— Start of DATA RECORDS —

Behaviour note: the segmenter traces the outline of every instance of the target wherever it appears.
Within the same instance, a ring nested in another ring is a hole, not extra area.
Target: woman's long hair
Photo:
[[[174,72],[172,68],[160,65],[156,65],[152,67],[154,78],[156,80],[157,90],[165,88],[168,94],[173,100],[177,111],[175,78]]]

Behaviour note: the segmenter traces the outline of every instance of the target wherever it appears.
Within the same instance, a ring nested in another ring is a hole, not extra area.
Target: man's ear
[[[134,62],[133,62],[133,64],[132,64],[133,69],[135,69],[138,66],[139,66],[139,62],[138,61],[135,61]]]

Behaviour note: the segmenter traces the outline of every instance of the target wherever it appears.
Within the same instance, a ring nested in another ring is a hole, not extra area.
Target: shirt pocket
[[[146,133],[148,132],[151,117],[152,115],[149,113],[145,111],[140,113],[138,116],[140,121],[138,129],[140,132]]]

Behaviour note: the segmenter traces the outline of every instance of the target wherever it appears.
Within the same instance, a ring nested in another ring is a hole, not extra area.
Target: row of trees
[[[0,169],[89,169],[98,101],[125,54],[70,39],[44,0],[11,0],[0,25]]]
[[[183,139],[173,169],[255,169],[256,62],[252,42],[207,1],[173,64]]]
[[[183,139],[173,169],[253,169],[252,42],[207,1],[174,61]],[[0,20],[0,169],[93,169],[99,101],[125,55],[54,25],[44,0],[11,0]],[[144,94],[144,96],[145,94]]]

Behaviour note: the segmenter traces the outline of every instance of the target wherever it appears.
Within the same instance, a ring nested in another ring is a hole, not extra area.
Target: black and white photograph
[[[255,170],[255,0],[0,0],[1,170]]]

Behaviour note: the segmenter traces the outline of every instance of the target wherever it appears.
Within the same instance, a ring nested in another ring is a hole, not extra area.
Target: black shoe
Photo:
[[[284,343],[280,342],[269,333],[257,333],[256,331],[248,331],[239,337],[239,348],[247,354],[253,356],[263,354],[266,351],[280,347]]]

— End of DATA RECORDS —

| OBJECTIVE |
Present every line of the records above as a numbered list, one line per item, and leave out the blank lines.

| RESULT BELOW |
1. Behaviour note: the segmenter traces the outline of every instance of the target wherever it appears.
2. Within the same instance, a ring nested in another ring is a hole, not extra area.
3. Target: woman's long hair
4. Photo:
5. [[[174,72],[172,68],[160,65],[156,65],[152,67],[154,78],[156,80],[157,90],[165,88],[168,94],[173,100],[177,111],[175,78]]]
6. Behaviour note: the segmenter traces the outline of every instance of the target wherever it appears.
7. Within the same instance, a ring nested in another ring is a hole, not extra area.
8. Target: man's ear
9. [[[134,62],[133,62],[133,64],[132,64],[133,69],[135,69],[138,66],[139,66],[139,62],[138,61],[135,61]]]
10. Behaviour note: the segmenter traces the outline of every instance of the target wherever it appears.
11. Within the same instance, a ring nested in another ring is a hole, not extra area.
12. Target: shirt pocket
13. [[[146,133],[148,132],[151,117],[152,115],[149,113],[145,111],[140,113],[138,116],[140,121],[138,129],[140,132]]]
14. Behaviour note: the segmenter traces the outline of every instance of the target wherever it appears.
15. Within the same instance, a ring nested in another ring is a hole, not extra area.
16. Target: row of trees
17. [[[0,169],[89,169],[98,101],[125,54],[70,39],[44,0],[11,0],[0,25]]]
18. [[[183,139],[173,169],[255,169],[256,62],[252,42],[207,1],[173,64]]]
19. [[[183,139],[173,169],[253,169],[252,42],[207,1],[174,61]],[[0,20],[0,169],[93,169],[99,101],[125,55],[54,25],[44,0],[11,0]],[[144,94],[144,96],[145,94]]]
20. Behaviour note: the segmenter traces the outline of every instance of the target wherever it appears.
21. Within the same instance, a ring nested in another ring is a hole, not extra area.
22. Target: black and white photograph
23. [[[255,170],[255,0],[0,0],[1,170]]]
24. Behaviour note: the segmenter traces the outline of every instance of the target wherever it appears.
25. Within the same instance, a ring nested in another ring is a hole, not extra area.
26. Target: black shoe
27. Photo:
28. [[[284,343],[280,342],[269,333],[257,333],[256,331],[248,331],[239,337],[239,348],[247,354],[253,356],[263,354],[266,351],[280,347]]]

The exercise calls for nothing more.